*GIVEN EXERCISE*.
Render all of the data below as a numbered list, one line per item, and leave out any blank lines.
[Begin DATASET EXCERPTS]
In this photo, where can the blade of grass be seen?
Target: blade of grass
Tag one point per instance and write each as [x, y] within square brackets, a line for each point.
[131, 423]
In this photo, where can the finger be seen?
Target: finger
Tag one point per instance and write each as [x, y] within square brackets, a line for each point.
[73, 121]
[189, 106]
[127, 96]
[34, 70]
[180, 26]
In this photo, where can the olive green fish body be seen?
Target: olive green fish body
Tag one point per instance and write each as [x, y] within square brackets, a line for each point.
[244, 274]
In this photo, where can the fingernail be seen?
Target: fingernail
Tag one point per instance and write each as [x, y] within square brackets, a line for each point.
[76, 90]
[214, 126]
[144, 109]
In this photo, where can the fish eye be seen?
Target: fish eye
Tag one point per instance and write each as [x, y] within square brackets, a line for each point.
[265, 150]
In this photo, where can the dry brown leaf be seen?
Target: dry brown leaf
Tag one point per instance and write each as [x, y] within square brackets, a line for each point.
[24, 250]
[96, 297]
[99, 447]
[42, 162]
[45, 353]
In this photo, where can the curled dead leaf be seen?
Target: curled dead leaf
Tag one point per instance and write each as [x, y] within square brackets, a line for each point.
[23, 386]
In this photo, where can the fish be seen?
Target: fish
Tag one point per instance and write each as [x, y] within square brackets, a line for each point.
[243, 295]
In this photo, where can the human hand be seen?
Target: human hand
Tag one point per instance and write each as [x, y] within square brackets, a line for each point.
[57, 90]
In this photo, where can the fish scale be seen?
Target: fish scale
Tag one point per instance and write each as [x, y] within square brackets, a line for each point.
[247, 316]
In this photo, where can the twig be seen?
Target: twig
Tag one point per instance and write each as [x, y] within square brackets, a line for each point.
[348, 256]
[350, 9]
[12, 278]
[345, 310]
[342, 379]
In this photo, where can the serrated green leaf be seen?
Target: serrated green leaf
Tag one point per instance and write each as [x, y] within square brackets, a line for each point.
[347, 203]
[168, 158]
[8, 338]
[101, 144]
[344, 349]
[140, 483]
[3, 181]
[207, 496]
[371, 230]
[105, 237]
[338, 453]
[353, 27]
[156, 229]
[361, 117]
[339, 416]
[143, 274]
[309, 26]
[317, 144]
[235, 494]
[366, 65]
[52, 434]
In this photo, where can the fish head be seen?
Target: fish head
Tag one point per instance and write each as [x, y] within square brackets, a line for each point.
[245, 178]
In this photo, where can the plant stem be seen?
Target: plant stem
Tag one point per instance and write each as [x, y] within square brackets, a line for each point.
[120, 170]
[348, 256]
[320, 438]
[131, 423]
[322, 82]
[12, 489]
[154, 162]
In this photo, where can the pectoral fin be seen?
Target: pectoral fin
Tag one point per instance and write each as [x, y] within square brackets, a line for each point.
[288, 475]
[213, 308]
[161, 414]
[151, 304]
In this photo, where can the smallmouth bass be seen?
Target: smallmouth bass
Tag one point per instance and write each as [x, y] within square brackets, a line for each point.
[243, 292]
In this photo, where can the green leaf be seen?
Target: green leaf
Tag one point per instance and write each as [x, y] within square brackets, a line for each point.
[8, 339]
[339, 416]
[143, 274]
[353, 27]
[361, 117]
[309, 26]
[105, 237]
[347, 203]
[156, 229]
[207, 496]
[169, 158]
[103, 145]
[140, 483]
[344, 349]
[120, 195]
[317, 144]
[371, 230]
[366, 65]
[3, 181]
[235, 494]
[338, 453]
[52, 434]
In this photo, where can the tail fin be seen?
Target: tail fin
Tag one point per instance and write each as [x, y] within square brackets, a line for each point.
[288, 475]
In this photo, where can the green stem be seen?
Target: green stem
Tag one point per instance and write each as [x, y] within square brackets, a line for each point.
[End DATASET EXCERPTS]
*SOLUTION TO THIS PROBLEM*.
1. In this photo, where can the blade of grass be seen?
2. Target: blade of grass
3. Tag one point per instance and write each as [x, y] within square brackets, a line for each point.
4. [131, 423]
5. In this photo, where can the finger be seen?
6. Target: finger
7. Tag one point per instance and write each as [x, y] within square brackets, a line for each point.
8. [73, 121]
9. [189, 106]
10. [127, 96]
11. [34, 70]
12. [180, 26]
13. In this photo, where can the olive green fish body be seen?
14. Target: olive green fish body
15. Tag one point per instance and write each as [x, y] within square brackets, a line for each point.
16. [244, 274]
17. In this photo, where can the fingernail be seen?
18. Target: fingernail
19. Tag one point per instance and write each as [x, y] within square brackets, a line for each point.
20. [76, 90]
21. [214, 126]
22. [144, 109]
23. In this photo, where can the fish eye be seen?
24. Target: fish eye
25. Tag one point per instance and write each as [x, y] within square brackets, a line for each point.
26. [265, 150]
27. In this photo, where can the dry brown leaf be seen?
28. Target: dry brown leaf
29. Tag one point per instance and write each as [x, y] within square brackets, a line for each point.
30. [24, 250]
31. [96, 297]
32. [99, 447]
33. [42, 162]
34. [45, 353]
35. In this photo, where can the curled dead leaf be seen?
36. Target: curled dead leaf
37. Tag one point per instance and write each as [x, y] within square brackets, a line for each point.
38. [23, 386]
39. In this photo, where can the fish be seen?
40. Target: fish
41. Tag one point per instance and write each as [x, y] within square brackets, a line for each point.
42. [243, 295]
43. In this photo, where can the human hand be seen?
44. Target: human hand
45. Tag one point per instance and write each as [x, y] within square brackets, a line for each point.
46. [57, 90]
47. In this photo, where can the fish scale be seen?
48. Target: fish scale
49. Tag one point per instance and write each as [x, y] within square brackets, a line for each point.
50. [247, 316]
51. In this photo, where can the twig be seen?
52. Target: twig
53. Tag one point per instance and write each as [x, y] within square brackets, a line for each point.
54. [348, 256]
55. [350, 9]
56. [12, 278]
57. [345, 310]
58. [342, 379]
59. In this photo, where can the serrated green leaf be seen?
60. Target: serrated green leaf
61. Tag one point per instance and write each as [x, y] within square brackets, a line for each point.
62. [347, 203]
63. [168, 158]
64. [8, 338]
65. [101, 144]
66. [344, 349]
67. [140, 483]
68. [3, 181]
69. [207, 496]
70. [371, 230]
71. [105, 237]
72. [338, 453]
73. [353, 27]
74. [156, 229]
75. [361, 117]
76. [339, 416]
77. [143, 274]
78. [309, 26]
79. [317, 144]
80. [235, 494]
81. [366, 65]
82. [52, 434]
83. In this photo, where can the fish head be seen?
84. Target: fish head
85. Tag one point per instance and write each as [x, y] within square brackets, a line for each point.
86. [245, 178]
87. In this photo, where can the plant stem be seen?
88. Target: plant stem
89. Tag one point per instance and write each as [x, y] within square brackets, a line for each point.
90. [120, 170]
91. [348, 256]
92. [320, 438]
93. [131, 423]
94. [322, 82]
95. [12, 489]
96. [154, 162]
97. In this photo, where can the pectoral fin be seen?
98. Target: pectoral fin
99. Tag one point per instance and write each as [x, y] within square brackets, a line for each point.
100. [288, 475]
101. [213, 308]
102. [161, 414]
103. [151, 304]
104. In this photo, where can the smallmouth bass be seen?
105. Target: smallmouth bass
106. Tag one point per instance and write each as [x, y] within square brackets, a line for each point.
107. [243, 292]
108. In this photo, where can the green leaf be seen?
109. Target: green leaf
110. Tag one point per instance and write each as [x, y] within square brackets, a line for each point.
111. [8, 339]
112. [339, 416]
113. [143, 274]
114. [353, 27]
115. [361, 117]
116. [309, 26]
117. [105, 237]
118. [347, 203]
119. [156, 229]
120. [207, 496]
121. [169, 158]
122. [103, 145]
123. [140, 483]
124. [344, 349]
125. [120, 195]
126. [317, 144]
127. [371, 230]
128. [366, 65]
129. [3, 181]
130. [235, 494]
131. [338, 453]
132. [52, 434]
133. In this photo, where can the tail fin be seen?
134. Target: tail fin
135. Tag one point per instance and write each as [x, y] within square brackets, a line for each point.
136. [288, 475]
137. In this photo, where can the green stem be seen?
138. Target: green stem
139. Tag one point per instance and write each as [x, y] within square brackets, a line for each point.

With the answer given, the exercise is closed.